*Vorliegender Text*.
Andreas Pehl (links) schlüpft in verschiedene Rollen, Elisabeth Göbel spielt die Orgel und die Kinder hören gebannt zu.

(Foto: Harry Wolfsbauer)

Kinder können in Bad Tölz in einem Theaterstück den Reformator und seine Anliegen kennenlernen

Von Sabine Näher, Bad Tölz

Da schwadroniert ein unbarmherziger Richter, dann salbadert ein geldgieriger Pfaffe, dazwischen kommentiert mit Bedacht ein Erzähler. Außerdem kommt ein salbungsvoller Edelmann vor, es reflektiert ein besonnener Mönch - und einen Sänger gibt es auch noch. Wie diese Darsteller samt Publikum und Organistin alle auf die Orgelempore der Tölzer Johanneskirche passen? Das ist überhaupt kein Problem, denn Andreas Pehl verkörpert alle Figuren und den Sänger in Personalunion. Und den Text für das Spiel geschrieben hat er auch selbst.

Der in München geborene und in Lenggries ansässige Sänger, Gesangspädagoge und Autor ist ein Glücksfall für die Kultur der Region, denkt er sich doch immer wieder ausgefallene Programme aus, die er mit seiner sängerisch-schauspielerischen Doppelbegabung mühelos auf die Bühne bringen kann. Eine Bühne war es nun am Sonntagvormittag in Tölz nicht, sondern die erwähnte Orgelempore, auf der das für Kinder (und ihre erwachsenen Begleiter) konzipierte kleine Theaterstück über den Reformator aufgeführt wurde.

Die musikalische Illustration oblag der Kantorin der Johanneskirche, Elisabeth Göbel, die mit fetzig rhythmisierten Orgelklängen eine Quasi-Ouvertüre bot, in deren Verlauf immer wieder ein prägnantes Motiv auftauchte, das sich schließlich als der Ausruf "Martin Luther!" deuten ließ.

Dann trat Andreas Pehl auf, ganz schwarz gekleidet mit weitem, schwarzen Umhang, der sich vom Talar des Pfarrers in die Robe des Richters oder die Mönchskutte des jungen Luther verwandelte. Als zusätzliche Requisiten für die wechselnden Kostüme hatte er etliche Hüte im Gepäck, die die Zuordnung der Figuren im raschen Szenenwechsel ermöglichte. Ganz einfach also, oder? Eine spannende Herausforderung blieb es allemal, zu erraten, welche Rolle er nun gerade ausfüllte - aber ohne ein bisschen Spannung und Geheimnis bleiben Kinder ohnehin nicht bei der Sache.

*Gestellte Aufgabe*. Schreib den Bericht über das Kindertheater in Bad Tölz von "(Foto: Harry Wolfsbauer)" bis hinunter zu "hat er auch selbst." noch einmal ab und ersetze darin "Erzähler" durch "Sprecher".

*Bereitgestelltes Material*.
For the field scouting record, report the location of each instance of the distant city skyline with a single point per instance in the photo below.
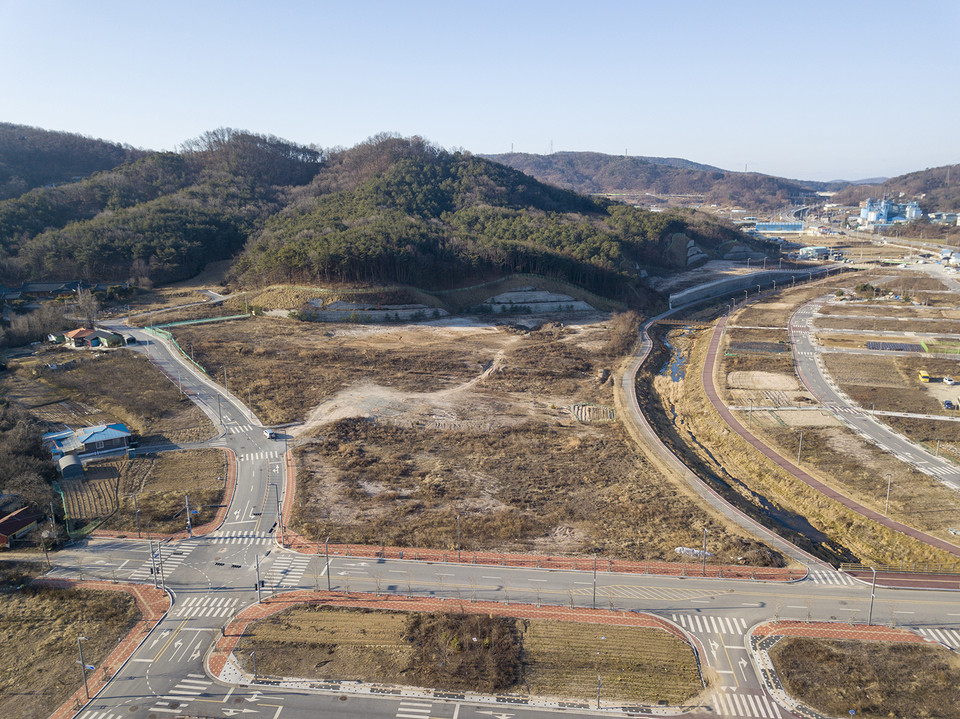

*Antwort folgt*.
(Foto: Harry Wolfsbauer)

Kinder können in Bad Tölz in einem Theaterstück den Reformator und seine Anliegen kennenlernen

Von Sabine Näher, Bad Tölz

Da schwadroniert ein unbarmherziger Richter, dann salbadert ein geldgieriger Pfaffe, dazwischen kommentiert mit Bedacht ein Sprecher. Außerdem kommt ein salbungsvoller Edelmann vor, es reflektiert ein besonnener Mönch - und einen Sänger gibt es auch noch. Wie diese Darsteller samt Publikum und Organistin alle auf die Orgelempore der Tölzer Johanneskirche passen? Das ist überhaupt kein Problem, denn Andreas Pehl verkörpert alle Figuren und den Sänger in Personalunion. Und den Text für das Spiel geschrieben hat er auch selbst.